▸ **RECORDS FOR PROCESSING**:
^^^^

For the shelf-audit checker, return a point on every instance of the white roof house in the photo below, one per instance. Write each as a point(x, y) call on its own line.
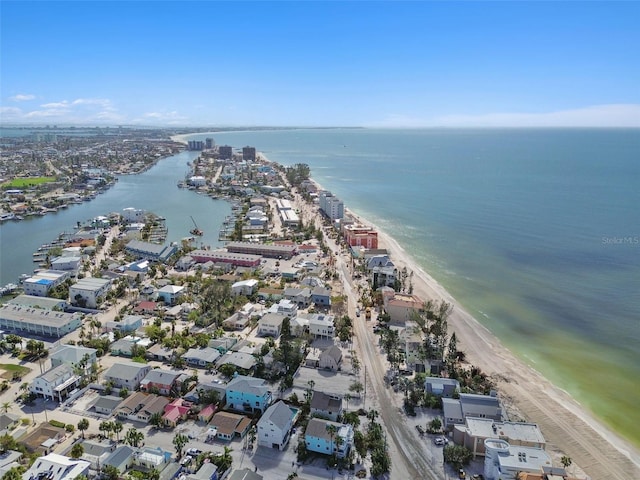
point(275, 425)
point(57, 467)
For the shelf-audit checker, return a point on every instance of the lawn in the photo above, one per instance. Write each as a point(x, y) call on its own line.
point(28, 182)
point(11, 369)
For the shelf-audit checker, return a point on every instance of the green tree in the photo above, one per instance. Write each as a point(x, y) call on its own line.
point(156, 420)
point(117, 427)
point(77, 450)
point(83, 425)
point(133, 437)
point(179, 441)
point(109, 472)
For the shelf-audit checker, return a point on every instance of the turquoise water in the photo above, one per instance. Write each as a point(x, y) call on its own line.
point(536, 232)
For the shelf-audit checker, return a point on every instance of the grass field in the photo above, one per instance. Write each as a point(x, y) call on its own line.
point(28, 182)
point(10, 369)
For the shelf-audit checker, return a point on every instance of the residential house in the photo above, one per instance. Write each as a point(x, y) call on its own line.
point(274, 427)
point(124, 346)
point(326, 406)
point(201, 357)
point(285, 307)
point(320, 437)
point(507, 462)
point(243, 362)
point(175, 412)
point(74, 355)
point(245, 287)
point(150, 251)
point(248, 394)
point(140, 406)
point(164, 381)
point(89, 292)
point(207, 413)
point(223, 344)
point(471, 405)
point(330, 359)
point(96, 452)
point(300, 296)
point(270, 325)
point(321, 296)
point(442, 387)
point(171, 294)
point(150, 457)
point(146, 307)
point(402, 308)
point(228, 425)
point(126, 374)
point(128, 324)
point(120, 458)
point(56, 384)
point(476, 430)
point(160, 353)
point(271, 294)
point(237, 321)
point(57, 467)
point(106, 404)
point(321, 325)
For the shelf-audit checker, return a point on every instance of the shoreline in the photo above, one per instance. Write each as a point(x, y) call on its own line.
point(562, 419)
point(567, 425)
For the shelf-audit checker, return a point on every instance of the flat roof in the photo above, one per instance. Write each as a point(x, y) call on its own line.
point(38, 316)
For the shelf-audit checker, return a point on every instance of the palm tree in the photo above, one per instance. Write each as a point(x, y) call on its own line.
point(117, 428)
point(331, 430)
point(83, 425)
point(372, 415)
point(179, 441)
point(77, 450)
point(133, 437)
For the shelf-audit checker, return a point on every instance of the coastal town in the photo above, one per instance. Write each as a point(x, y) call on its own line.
point(304, 348)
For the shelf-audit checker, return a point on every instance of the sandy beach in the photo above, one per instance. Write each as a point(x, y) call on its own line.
point(568, 428)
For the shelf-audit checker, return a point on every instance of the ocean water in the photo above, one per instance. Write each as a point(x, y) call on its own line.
point(535, 232)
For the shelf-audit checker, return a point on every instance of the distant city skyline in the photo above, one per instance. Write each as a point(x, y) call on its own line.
point(369, 64)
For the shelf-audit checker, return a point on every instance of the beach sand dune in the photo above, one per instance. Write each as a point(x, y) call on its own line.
point(566, 426)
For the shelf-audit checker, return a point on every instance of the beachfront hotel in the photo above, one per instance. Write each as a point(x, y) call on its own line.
point(269, 251)
point(37, 321)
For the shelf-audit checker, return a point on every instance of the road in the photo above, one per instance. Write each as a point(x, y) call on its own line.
point(408, 456)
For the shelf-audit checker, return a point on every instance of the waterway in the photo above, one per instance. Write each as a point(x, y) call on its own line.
point(154, 190)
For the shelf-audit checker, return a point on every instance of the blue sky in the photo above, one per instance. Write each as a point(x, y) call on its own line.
point(382, 64)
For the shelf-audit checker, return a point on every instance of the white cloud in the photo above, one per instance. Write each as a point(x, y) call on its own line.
point(61, 104)
point(80, 110)
point(615, 115)
point(162, 118)
point(10, 113)
point(22, 97)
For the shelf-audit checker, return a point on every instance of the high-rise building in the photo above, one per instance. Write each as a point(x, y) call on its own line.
point(225, 151)
point(249, 153)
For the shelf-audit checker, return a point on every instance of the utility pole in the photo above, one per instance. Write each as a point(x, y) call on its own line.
point(364, 405)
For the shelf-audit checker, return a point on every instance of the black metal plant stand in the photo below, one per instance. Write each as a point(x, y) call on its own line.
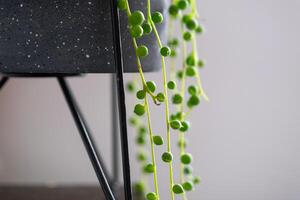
point(107, 183)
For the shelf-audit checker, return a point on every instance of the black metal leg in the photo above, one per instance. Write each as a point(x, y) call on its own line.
point(87, 140)
point(115, 132)
point(121, 99)
point(3, 81)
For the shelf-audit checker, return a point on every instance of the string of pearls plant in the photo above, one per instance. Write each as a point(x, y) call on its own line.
point(183, 13)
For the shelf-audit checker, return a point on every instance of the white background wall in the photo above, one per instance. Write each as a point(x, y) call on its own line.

^^^^

▸ **EXERCISE**: Copy the records above exactly, leaving out every picture.

▸ **EXERCISE ANSWER**:
For the shelf-audit checker, return a point on every instance of the white roof house in the photo below, one per instance. Write each as a point(x, y) call on its own line.
point(275, 425)
point(57, 467)
For the shelf-audit checker, return a point on every instance of the lawn in the photo above, one per instance. Write each as a point(x, y) call on its own line.
point(28, 182)
point(11, 369)
For the shelf-audit checker, return a point on every instance of the green tree in the photo above, one per instance. Write each as a point(x, y) call on its own line.
point(156, 420)
point(117, 427)
point(77, 450)
point(83, 425)
point(133, 437)
point(179, 441)
point(109, 472)
For the shelf-audit checker, return a point on every instance of the turquoise water in the photo above, one per instance. Write each as a point(x, y) call on its own line.
point(536, 232)
For the shelf-audit checker, return a point on every instance of the grass field in the photo above, one per instance. Write each as a point(x, y) call on its own line.
point(28, 182)
point(10, 369)
For the shelf-audit checker, return a point on every instance of the residential house in the photo above, one per instance. Write each as a point(x, y) call on its own line.
point(274, 427)
point(124, 346)
point(326, 406)
point(201, 357)
point(285, 307)
point(320, 437)
point(507, 462)
point(243, 362)
point(175, 412)
point(74, 355)
point(245, 287)
point(150, 251)
point(248, 394)
point(140, 406)
point(164, 381)
point(89, 292)
point(207, 413)
point(223, 344)
point(471, 405)
point(330, 359)
point(96, 452)
point(300, 296)
point(270, 325)
point(321, 296)
point(442, 387)
point(171, 294)
point(150, 457)
point(146, 307)
point(402, 308)
point(228, 425)
point(126, 374)
point(128, 324)
point(120, 458)
point(56, 384)
point(476, 430)
point(160, 353)
point(271, 294)
point(237, 321)
point(57, 467)
point(106, 404)
point(321, 325)
For the shelf-audit checker, return a point on every instance of the shoreline in the photo above, one per instance. Write each as a point(x, y) call on its own line.
point(562, 419)
point(567, 425)
For the shelf-audit checker, return a point on every instance of the flat roof in the photo above, one per instance. Write each as a point(x, y) call on its own line.
point(38, 316)
For the shelf-audit checker, return a point on every instance of the palm tree in the photo above, one per instance. Write each as a point(x, y) call on its own line.
point(117, 428)
point(331, 430)
point(83, 425)
point(372, 415)
point(179, 441)
point(77, 450)
point(133, 437)
For the shelf-audit checker, return a point on every instance of the coastal town in the photo above, one per instance. Write each as a point(x, y) call on its own line.
point(304, 348)
For the shelf-audit checker, return a point on every instance of the sandy beach in the photo above, one per instance. Write each as a point(x, y) call on its own line.
point(568, 428)
For the shelf-audit checker, return a point on every instance of the ocean water in the photo above, one per instance. Write each as a point(x, y) call on its own line.
point(535, 232)
For the shelf-audit checker, return a point on every instance of the distant city skyline in the photo above, one per instance. Write each as a point(x, y) call on its own line.
point(369, 64)
For the shelf-audit checker, return a point on every instance of the beach sand dune in the photo above, one per instance. Write each as a point(x, y) call on its own line.
point(566, 426)
For the shelf-audit checker, return a point on every instance of the beachfront hotel in the photo above, one per instance. Write each as a point(x, y) call on its own line.
point(269, 251)
point(37, 321)
For the shelf-audit checker, return a point on every instance of the road in the photo above, one per instance. Write each as a point(x, y) call on its own line.
point(408, 456)
For the shelf-audit checker, return a point on every instance of the waterway in the photo above, one per instance. Write each as a point(x, y) call on its own line.
point(154, 190)
For the shelf-audit checker, return a point on every instance of the blue sky in the photo above, one per instance. Write each as a point(x, y) call on its own line.
point(382, 64)
For the shelf-audit checker, return a point on every instance of the white cloud in the photo above, one per instance. Write each as a point(x, y) call on its own line.
point(61, 104)
point(80, 110)
point(615, 115)
point(162, 118)
point(10, 113)
point(22, 97)
For the shelf-audit checker, return a point on every instance of the high-rise building in the photo above, one per instance. Write each as a point(x, y) call on its own line.
point(225, 151)
point(249, 153)
For the shelf-audit checker, return a point on every instance of the utility pole in the photo above, one per instance. Write each as a point(x, y) call on its own line.
point(364, 405)
For the shelf-audit checker, return a point on every instance of the black metal plant stand in the photo below, one per instance. Write each as a point(x, y) call on its own line.
point(107, 183)
For the shelf-audit checker, return a point on every instance of the black metal leg in the photo above, one per instance. Write each as a point(x, y) call on its own line.
point(87, 140)
point(115, 132)
point(121, 99)
point(3, 81)
For the shelf-audit checker, return a point on every instance of the string of pearls plant in the photo above, one per instance. Write each as a point(x, y) call on its own line.
point(183, 13)
For the shelf-audit checker, return a point on every instance of the white background wall in the photo above, one per instance. Write each as a point(x, y) call on its own line.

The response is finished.